|
Cheat Engine The Official Site of Cheat Engine
|
View previous topic :: View next topic |
Author |
Message |
thenicelordj Cheater Reputation: 0
Joined: 24 Mar 2007 Posts: 48 Location: I'm in your VCR
|
Posted: Thu May 15, 2008 6:23 am Post subject: Solving Substitution Ciphers, Manual versus Semi-Automated |
|
|
Semi-automated cracking of monoalphabetic and polyalphabetic substitution ciphers
Since a few of the 'crackme' challenges in this topic have been based upon substitution ciphers I thought I'd spend a little time to cover a cracking strategy that seems to elude most people. What I present here is a method of breaking substitution ciphers in any language or format without the usual human approach... that is, without guessing at the likely sequences which help determine the plaintext.
First though, some examples of the classical approach...
Example 1, Monoalphabet with spaces preserved
In a Monoalphabetic substitution cipher you have an alphabet used for the plaintext (For example A-Z). Thus all plaintext messages are expressed in this alphabet. In the example given (uppercase letters) the following is a valid message :
I AM GOING TO THE SHOPS
Now, we choose 26 symbols that will form the encrypted text. It is important to note that the symbols are not always chosen from the same alphabet. Usually though, they are just a rearrangement of the initial alphabet, like this...
CODE
Plain Message : [ABCDEFGHIJKLMNOPQRSTUVWXYZ]
Crypt Message : [FQRPTLVDWYHZIJSKMXNOAUBGCE]
Thus the message [I AM GOING TO THE SHOPS]
becomes [W FI VSWJV OS ODT NDSKN]
Now the usual approach 'frequency distribution' won't work too well. Basically, the principle that E is the most common letter in english text breaks down because the sample is not representative. There is only one E. There are three O's though, so we're already starting badly by mistaking O's for E's The next most common letter in english test is 'T', but as you see here this is ambiguous as T, S and even G have 2 letters. Still, this is enough to guess that ODT might mean THE and thus make a guess at the true symbol for 'E'
But lets put frequency distribution approaches aside for a moment, just realise that frequency distribution will only get you a few characters at best and requires careful application to avoid the 'E/O' problem we encountered above. Ultimately, whatever the results of frequency analysis give us, we must eventually solve this as a logic problem.

# Prompt 1:
In the forum post on substitution ciphers, rewrite the paragraph starting "But lets put frequency distribution approaches aside" as a short list that keeps its main facts.
The listing that comes next is unrelated to the forum post.

# Data:
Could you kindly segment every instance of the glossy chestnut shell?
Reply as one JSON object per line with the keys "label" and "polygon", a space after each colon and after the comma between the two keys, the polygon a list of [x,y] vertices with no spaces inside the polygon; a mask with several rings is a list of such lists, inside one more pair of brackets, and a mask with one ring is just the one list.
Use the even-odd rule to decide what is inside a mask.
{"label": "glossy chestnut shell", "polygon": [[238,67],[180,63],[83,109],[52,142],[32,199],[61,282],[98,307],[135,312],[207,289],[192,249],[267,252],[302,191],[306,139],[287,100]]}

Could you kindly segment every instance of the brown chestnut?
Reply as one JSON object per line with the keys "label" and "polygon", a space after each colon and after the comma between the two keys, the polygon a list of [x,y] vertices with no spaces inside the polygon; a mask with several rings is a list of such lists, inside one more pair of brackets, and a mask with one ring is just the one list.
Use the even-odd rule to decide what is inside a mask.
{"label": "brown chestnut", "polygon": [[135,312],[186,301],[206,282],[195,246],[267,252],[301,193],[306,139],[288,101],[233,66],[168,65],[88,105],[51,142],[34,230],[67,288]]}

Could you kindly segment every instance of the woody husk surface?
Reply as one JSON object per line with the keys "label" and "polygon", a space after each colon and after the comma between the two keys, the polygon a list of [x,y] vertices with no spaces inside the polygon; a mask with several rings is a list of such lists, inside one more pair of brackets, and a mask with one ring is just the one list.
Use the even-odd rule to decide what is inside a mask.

# Prompt 2:
How many lines of the listing contain the string "instance"? Case counts; reply with the number only.

# Output 1:
- Frequency distribution is set aside for the moment.
- At best it yields only a few characters.
- It needs careful use to avoid the E/O mix-up seen earlier.
- Whatever it shows, the cipher must in the end be solved as a logic problem.

# Output 2:
3